Start of Information shown
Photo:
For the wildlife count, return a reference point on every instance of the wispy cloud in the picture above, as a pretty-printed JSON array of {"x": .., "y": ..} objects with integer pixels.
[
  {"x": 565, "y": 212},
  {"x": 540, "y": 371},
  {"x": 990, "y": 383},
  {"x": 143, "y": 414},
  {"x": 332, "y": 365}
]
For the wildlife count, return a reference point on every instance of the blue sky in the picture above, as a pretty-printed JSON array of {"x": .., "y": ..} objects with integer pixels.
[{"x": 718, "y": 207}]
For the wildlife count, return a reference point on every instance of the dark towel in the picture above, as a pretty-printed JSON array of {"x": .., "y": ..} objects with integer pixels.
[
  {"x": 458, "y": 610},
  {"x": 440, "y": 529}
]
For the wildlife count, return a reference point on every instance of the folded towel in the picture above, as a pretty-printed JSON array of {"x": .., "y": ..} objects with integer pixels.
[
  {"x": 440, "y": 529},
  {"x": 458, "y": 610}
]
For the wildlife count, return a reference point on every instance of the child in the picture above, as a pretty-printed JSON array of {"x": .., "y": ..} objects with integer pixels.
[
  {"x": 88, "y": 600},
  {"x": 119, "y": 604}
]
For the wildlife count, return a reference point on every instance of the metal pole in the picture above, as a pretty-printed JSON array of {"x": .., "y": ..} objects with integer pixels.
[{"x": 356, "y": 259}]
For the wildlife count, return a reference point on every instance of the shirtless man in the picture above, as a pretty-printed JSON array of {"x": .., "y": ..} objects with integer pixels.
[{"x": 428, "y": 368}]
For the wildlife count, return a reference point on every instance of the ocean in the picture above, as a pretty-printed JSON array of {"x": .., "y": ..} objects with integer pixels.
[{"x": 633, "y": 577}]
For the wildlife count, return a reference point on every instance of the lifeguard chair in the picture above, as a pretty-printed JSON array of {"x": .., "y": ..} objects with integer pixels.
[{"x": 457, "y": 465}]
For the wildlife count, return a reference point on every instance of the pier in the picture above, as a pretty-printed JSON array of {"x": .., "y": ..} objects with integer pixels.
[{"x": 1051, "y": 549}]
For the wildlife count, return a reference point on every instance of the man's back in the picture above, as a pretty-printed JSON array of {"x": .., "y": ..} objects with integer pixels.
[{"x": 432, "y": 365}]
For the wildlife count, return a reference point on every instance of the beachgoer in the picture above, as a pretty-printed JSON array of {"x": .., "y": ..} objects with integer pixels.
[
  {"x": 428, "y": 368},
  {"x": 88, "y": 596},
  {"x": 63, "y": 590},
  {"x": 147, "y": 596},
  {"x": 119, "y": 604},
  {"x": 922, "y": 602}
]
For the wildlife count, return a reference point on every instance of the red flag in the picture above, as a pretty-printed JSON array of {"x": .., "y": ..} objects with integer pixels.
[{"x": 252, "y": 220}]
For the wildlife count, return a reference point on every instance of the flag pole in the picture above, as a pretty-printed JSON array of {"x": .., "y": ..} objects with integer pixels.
End of Information shown
Instructions for the task
Nothing should be left out: return all of the records exactly.

Solution
Photo:
For the wildlife count, return a reference point on every instance of the wispy cloud in the picture above, as a pretty-printed JSON array of {"x": .., "y": ..} objects with integer pixels.
[
  {"x": 565, "y": 212},
  {"x": 540, "y": 371},
  {"x": 990, "y": 383},
  {"x": 143, "y": 414},
  {"x": 332, "y": 365}
]
For the wildlife count, return a reference point on every instance of the blue sky in the picture above, as a pretty-printed JSON array of {"x": .., "y": ..} objects with integer pixels.
[{"x": 718, "y": 207}]
For the wildlife count, return a reference point on every instance of the dark towel in the picture above, as a pretty-printed JSON array of {"x": .., "y": ..} objects with integer pixels.
[
  {"x": 458, "y": 610},
  {"x": 440, "y": 529}
]
For the wildlife count, return a reference point on every instance of the folded towel in the picture above, as a pretty-printed JSON array of {"x": .., "y": ..} objects with integer pixels.
[
  {"x": 440, "y": 529},
  {"x": 458, "y": 610}
]
For the wildlife count, return a reference point on every instance of the child in the picture above, as a pretty-printed JSON array of {"x": .., "y": ..} objects with integer pixels.
[
  {"x": 88, "y": 600},
  {"x": 119, "y": 604}
]
For the wildlife count, return a reference point on every instance of the metal pole in the picture above, as a pretty-printed JSON array of {"x": .., "y": ..} objects with integer pixels.
[{"x": 356, "y": 259}]
For the wildlife count, return a reference point on every instance of the shirtless man in the picture above, as a pretty-printed JSON array of {"x": .., "y": ..} objects with integer pixels.
[{"x": 428, "y": 368}]
For the wildlife count, return a reference point on every instance of the ocean in the picture above, as a pretty-printed JSON array of {"x": .., "y": ..} objects with integer pixels.
[{"x": 633, "y": 577}]
For the wildlife count, return a reference point on every instance of the lifeguard chair in the picture above, as a pretty-printed JSON array of {"x": .., "y": ..} objects with integer pixels.
[{"x": 457, "y": 465}]
For the wildlife count, return a reference point on every instance of the pier in the picture above, as a pretty-printed JSON array of {"x": .., "y": ..} objects with integer pixels.
[{"x": 1051, "y": 549}]
For the wildlife count, return a reference point on every instance of the man's back in the picture above, as a pretty-printed JSON array of {"x": .., "y": ..} objects with integer pixels.
[{"x": 432, "y": 365}]
For the wildlife count, return a reference point on every instance of the beachgoer in the picture above, as a pretty-printed JSON array of {"x": .., "y": ..} objects with integer pixels.
[
  {"x": 428, "y": 368},
  {"x": 88, "y": 596},
  {"x": 63, "y": 590},
  {"x": 147, "y": 596},
  {"x": 119, "y": 604},
  {"x": 922, "y": 602}
]
For the wildlife count, return a reference point on every instance of the red flag in the picture above, as a pretty-printed JSON array of {"x": .., "y": ..} objects with integer pixels.
[{"x": 252, "y": 220}]
For the wildlife count, return a reference point on every instance of the flag pole in the picture above, as a pretty-printed JSON array of {"x": .., "y": ..} objects with integer pixels.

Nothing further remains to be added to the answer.